Please repeat every entry that follows, keeping each one exactly the same.

---------- Source records

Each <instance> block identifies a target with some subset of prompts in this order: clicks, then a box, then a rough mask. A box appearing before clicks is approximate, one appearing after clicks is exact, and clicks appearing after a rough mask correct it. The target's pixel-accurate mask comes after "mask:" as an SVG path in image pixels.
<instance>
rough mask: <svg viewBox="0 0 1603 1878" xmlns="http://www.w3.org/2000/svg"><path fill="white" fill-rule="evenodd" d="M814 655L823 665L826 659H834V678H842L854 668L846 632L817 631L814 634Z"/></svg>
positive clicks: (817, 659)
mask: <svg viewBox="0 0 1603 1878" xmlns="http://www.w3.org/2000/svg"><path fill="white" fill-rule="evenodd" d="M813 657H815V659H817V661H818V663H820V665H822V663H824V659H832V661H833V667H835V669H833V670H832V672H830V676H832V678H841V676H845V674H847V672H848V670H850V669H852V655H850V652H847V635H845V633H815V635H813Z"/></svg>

--------------------

_Answer below:_
Each <instance> block identifies a target with some subset of prompts in this order: clicks, then a box, then a rough mask. A box appearing before clicks is approximate, one appearing after clicks is exact, and clicks appearing after a rough mask correct it. The target's pixel-accurate mask comes after "mask:" as an SVG path in image pixels.
<instance>
rough mask: <svg viewBox="0 0 1603 1878" xmlns="http://www.w3.org/2000/svg"><path fill="white" fill-rule="evenodd" d="M814 655L823 665L826 659H834V678H842L854 668L846 632L817 631L814 634Z"/></svg>
positive clicks: (817, 659)
mask: <svg viewBox="0 0 1603 1878" xmlns="http://www.w3.org/2000/svg"><path fill="white" fill-rule="evenodd" d="M813 657H815V659H817V661H818V663H820V665H822V663H824V659H832V661H833V667H835V669H833V670H832V672H830V676H832V678H841V676H845V674H847V672H848V670H850V669H852V655H850V652H847V635H845V633H815V635H813Z"/></svg>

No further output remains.